> _AUSGANGSTEXT_
/---

Der Beziehung zwischen Therapeut und Patient kommt in der Psychotherapie eine wichtige Rolle zu. Sie ist nicht nur eine wichtige Voraussetzung für eine gelingende Kooperation sondern wird selbst als wichtiges therapeutisches Agens angesehen Es gibt in den verschiedenen Psychotherapieverfahren unterschiedliche Akzentsetzungen wie das Abstinenzgebot in der psychodynamisch/psychoanalytischen Psychotherapie, die Parameter der Wärme und emotionalen Empathie in der klientenzentrierten Psychotherapie, oder das Arbeitsbündnis in der Verhaltenstherapie. Daneben gibt es auch störungsspezifisch unterschiedliche Anforderungen an die therapeutische Beziehung.

\---

> _DATENSATZAUSZUG_
/---

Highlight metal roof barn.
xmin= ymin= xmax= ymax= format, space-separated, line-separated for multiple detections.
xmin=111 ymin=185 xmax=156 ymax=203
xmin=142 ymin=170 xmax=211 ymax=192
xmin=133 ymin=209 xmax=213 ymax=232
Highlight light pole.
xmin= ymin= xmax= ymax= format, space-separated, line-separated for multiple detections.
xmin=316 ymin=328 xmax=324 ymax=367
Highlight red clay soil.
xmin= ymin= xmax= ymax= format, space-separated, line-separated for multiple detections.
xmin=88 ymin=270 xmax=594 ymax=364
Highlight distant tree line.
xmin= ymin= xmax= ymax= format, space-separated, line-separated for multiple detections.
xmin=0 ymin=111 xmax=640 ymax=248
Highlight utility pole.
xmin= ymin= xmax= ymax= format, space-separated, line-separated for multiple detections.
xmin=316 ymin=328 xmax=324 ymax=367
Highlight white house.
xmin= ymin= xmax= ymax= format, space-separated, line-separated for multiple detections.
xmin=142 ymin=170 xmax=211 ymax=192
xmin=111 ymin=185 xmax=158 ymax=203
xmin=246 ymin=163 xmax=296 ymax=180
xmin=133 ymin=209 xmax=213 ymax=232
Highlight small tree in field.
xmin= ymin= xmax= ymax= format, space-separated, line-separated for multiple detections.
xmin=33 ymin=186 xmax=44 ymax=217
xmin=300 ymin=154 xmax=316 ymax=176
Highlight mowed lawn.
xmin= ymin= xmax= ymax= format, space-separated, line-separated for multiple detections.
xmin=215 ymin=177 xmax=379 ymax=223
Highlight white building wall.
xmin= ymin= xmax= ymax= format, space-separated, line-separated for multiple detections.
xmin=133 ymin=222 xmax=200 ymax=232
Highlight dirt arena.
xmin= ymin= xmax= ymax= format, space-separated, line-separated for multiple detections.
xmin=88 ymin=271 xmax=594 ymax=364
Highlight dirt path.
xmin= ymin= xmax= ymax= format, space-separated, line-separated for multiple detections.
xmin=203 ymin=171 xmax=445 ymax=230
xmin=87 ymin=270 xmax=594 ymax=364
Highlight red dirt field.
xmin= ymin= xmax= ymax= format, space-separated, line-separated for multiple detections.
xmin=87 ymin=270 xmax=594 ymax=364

\---
/---

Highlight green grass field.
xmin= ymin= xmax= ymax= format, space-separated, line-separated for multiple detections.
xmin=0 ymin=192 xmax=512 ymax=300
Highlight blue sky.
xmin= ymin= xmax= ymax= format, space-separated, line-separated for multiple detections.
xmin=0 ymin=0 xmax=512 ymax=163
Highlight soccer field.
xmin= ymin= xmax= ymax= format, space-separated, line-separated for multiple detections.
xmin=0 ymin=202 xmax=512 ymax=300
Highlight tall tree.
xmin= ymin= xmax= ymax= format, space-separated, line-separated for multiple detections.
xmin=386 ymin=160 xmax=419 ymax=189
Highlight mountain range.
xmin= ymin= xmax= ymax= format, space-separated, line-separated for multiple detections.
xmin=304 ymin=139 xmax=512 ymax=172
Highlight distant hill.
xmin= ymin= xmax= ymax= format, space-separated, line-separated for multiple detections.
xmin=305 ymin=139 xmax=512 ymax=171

\---
/---

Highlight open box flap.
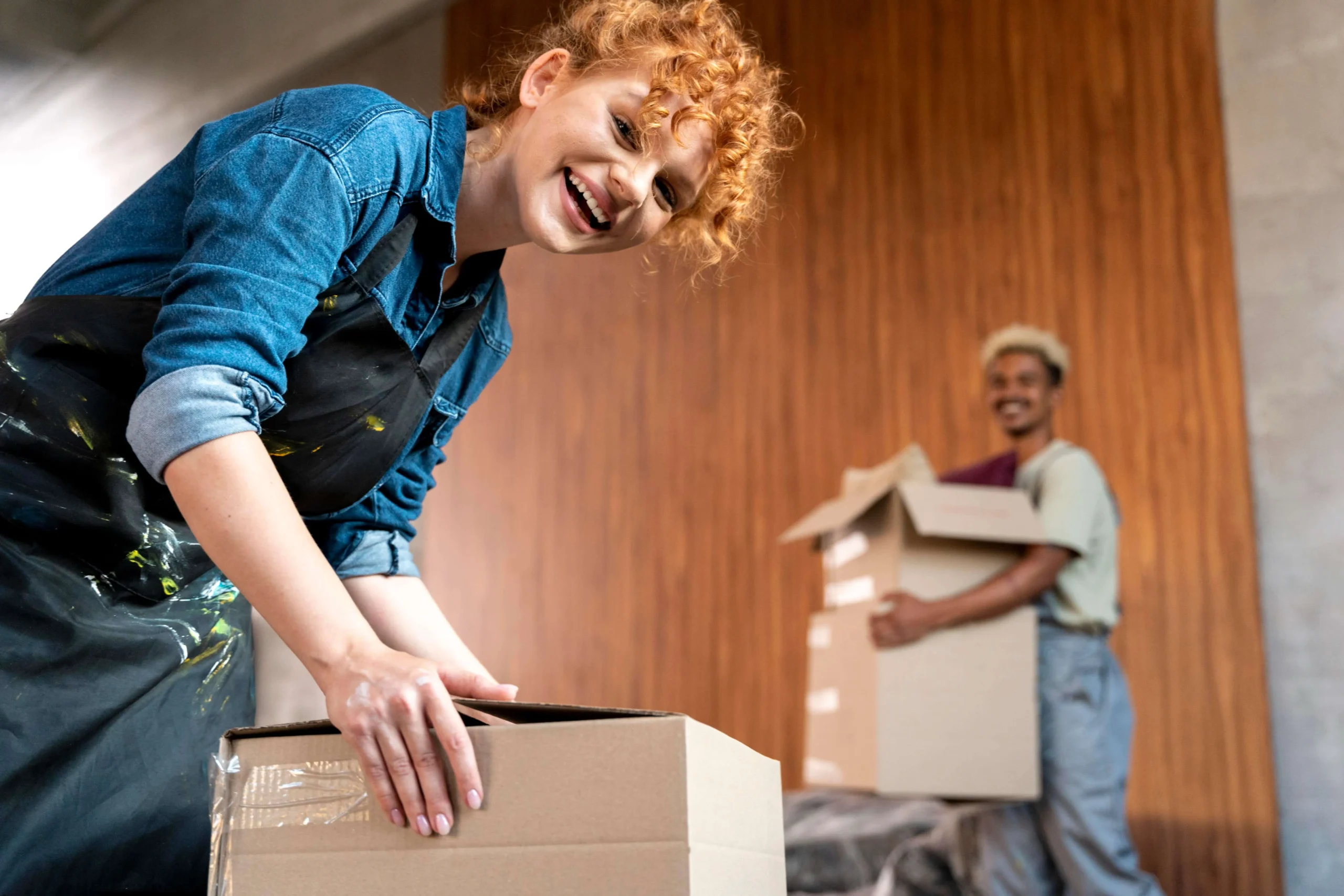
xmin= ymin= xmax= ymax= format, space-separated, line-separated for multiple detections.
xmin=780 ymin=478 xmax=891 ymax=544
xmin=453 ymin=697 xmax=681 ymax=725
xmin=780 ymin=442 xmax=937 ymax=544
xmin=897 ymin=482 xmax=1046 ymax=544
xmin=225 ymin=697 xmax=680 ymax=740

\---

> _ZU ERLEDIGEN_
Zitiere den Ausgangstext vollständig und Wort für Wort. Die Einträge stehen für sich und haben mit dem Ausgangstext nichts zu tun.

> _LÖSUNG_
Der Beziehung zwischen Therapeut und Patient kommt in der Psychotherapie eine wichtige Rolle zu. Sie ist nicht nur eine wichtige Voraussetzung für eine gelingende Kooperation sondern wird selbst als wichtiges therapeutisches Agens angesehen Es gibt in den verschiedenen Psychotherapieverfahren unterschiedliche Akzentsetzungen wie das Abstinenzgebot in der psychodynamisch/psychoanalytischen Psychotherapie, die Parameter der Wärme und emotionalen Empathie in der klientenzentrierten Psychotherapie, oder das Arbeitsbündnis in der Verhaltenstherapie. Daneben gibt es auch störungsspezifisch unterschiedliche Anforderungen an die therapeutische Beziehung.